* [ÉNONCÉ DU PROBLÈME]: Dans l'article ci-dessous sur la pédagogie de Rudolf Steiner, restituez mot pour mot le passage allant de « Un plan scolaire » jusqu'à « leur chemin professionnel. ».

* [EXTRAIT DU DOCUMENT]:
"""

1861-2011 – CE QUE NOUS DEVONS A RUDOLF STEINER

DEPUIS LA FONDATION DE L’ECOLE WALDORF EN 1919
par Michel Laloux

De nombreux éléments surprennent dans ce que Rudolf Steiner a proposé pour l’éducation des enfants. Nous allons tenter de les ramener à trois caractéristiques de base. Nous pouvons dire de cette pédagogie qu’elle s’adresse à l’humain en général, qu’elle est adaptable à chaque situation particulière et qu’elle est publique.

Un historien qui se pencherait, sans a priori, sur l’évolution de l’éducation depuis la Renaissance ne manquerait pas de constater que, parmi les grandes figures de la pédagogie, il en est une qui a donné une contribution tout à fait étonnante. Rudolf Steiner a posé un principe de base entièrement nouveau dans l’éducation, celui de faire découler de la nature de l’enfant le contenu des cours et activités faites à l’école. Le plan scolaire prend sa source dans l’être humain, comme si Rudolf Steiner y avait lu ce qui est nécessaire à son développement. Cet être humain, il avait la capacité d’en voir toute la dimension universelle contenue potentiellement en chacun.
Aucun élément réducteur, comme la spécialisation professionnelle précoce, ne vient troubler ce plan. Est-ce là un idéalisme inconséquent, dans un monde où la pression de l’économie et la peur du chômage sont de plus en plus prégnantes ? Bien au contraire, il s’agit d’un réalisme constamment vérifié depuis 1919 : plus l’enfant a la possibilité d’être éduqué à partir de l’universellement humain, plus il aura la capacité de s’insérer dans la société, en y apportant des forces de transformation et d’évolution. Une observation attentive montre que le formatage des élèves est totalement contre-productif. Lorsqu’ils entrent dans la vie active, ils se révèlent insuffisamment armés pour répondre aux véritables besoins de notre monde. L’état préoccupant de nos civilisations en est le résultat direct.

Un plan scolaire au-delà des examens

Puiser à l’universellement humain a une conséquence très pratique : dans les écoles Rudolf Steiner, les élèves font beaucoup de choses dont on n’a tout simplement pas idée dans les Hautes Écoles Pédagogiques. Pensons à l’arpentage en 10ème classe, à la cartographie, à la géométrie projective qui donne la possibilité de penser l’infini, au moment même où, en 11ème classe, les jeunes abordent des questions existentielles au travers du roman de Perceval, etc. La liste serait longue, aussi bien dans les domaines de la connaissance que dans les matières artistiques et manuelles. Pour les parents, comme pour les professeurs, cet universellement humain devrait être de plus en plus l’objet d’une étude approfondie. Elle génèrerait de la confiance dans la possibilité qu’ont les élèves de trouver, au sortir de l’école, leur chemin professionnel.
Et l’on se focaliserait beaucoup moins, par exemple, sur l’examen du baccalauréat, qui n’a jamais été un problème pour ceux qui s’y sont présentés depuis 1919, dans tous les pays où de telles écoles existent. C’est méconnaitre la richesse du plan scolaire que de vouloir en mesurer l’efficacité à l’aune des élèves qui passent le bac ou la maturité. Le plan scolaire est infiniment plus large. Il est à la dimension de l’être humain, lequel est un reflet de l’univers.

"""

* [EXTRAITS DES DONNÉES]:
"""

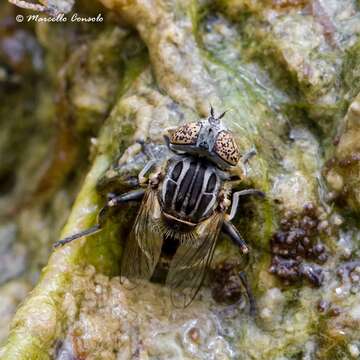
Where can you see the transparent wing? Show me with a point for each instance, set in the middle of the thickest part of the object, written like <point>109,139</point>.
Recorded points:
<point>188,267</point>
<point>143,247</point>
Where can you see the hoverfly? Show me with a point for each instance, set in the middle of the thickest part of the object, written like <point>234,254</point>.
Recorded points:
<point>184,202</point>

"""

* [RÉPONSE FINALE]:
Un plan scolaire au-delà des examens

Puiser à l’universellement humain a une conséquence très pratique : dans les écoles Rudolf Steiner, les élèves font beaucoup de choses dont on n’a tout simplement pas idée dans les Hautes Écoles Pédagogiques. Pensons à l’arpentage en 10ème classe, à la cartographie, à la géométrie projective qui donne la possibilité de penser l’infini, au moment même où, en 11ème classe, les jeunes abordent des questions existentielles au travers du roman de Perceval, etc. La liste serait longue, aussi bien dans les domaines de la connaissance que dans les matières artistiques et manuelles. Pour les parents, comme pour les professeurs, cet universellement humain devrait être de plus en plus l’objet d’une étude approfondie. Elle génèrerait de la confiance dans la possibilité qu’ont les élèves de trouver, au sortir de l’école, leur chemin professionnel.